Return all the lines below exactly. Any picture among them is omitted.

-*-*-

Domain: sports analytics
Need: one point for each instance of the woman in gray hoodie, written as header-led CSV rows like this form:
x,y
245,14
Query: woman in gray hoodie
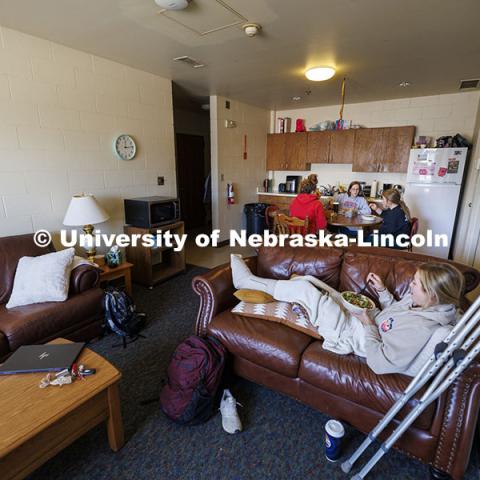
x,y
399,338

-*-*-

EXERCISE RESULT –
Domain: sports analytics
Need: one point for each instance of the woman in gray hoodie, written as header-led CSV rows like this form:
x,y
245,14
Query: woman in gray hoodie
x,y
399,338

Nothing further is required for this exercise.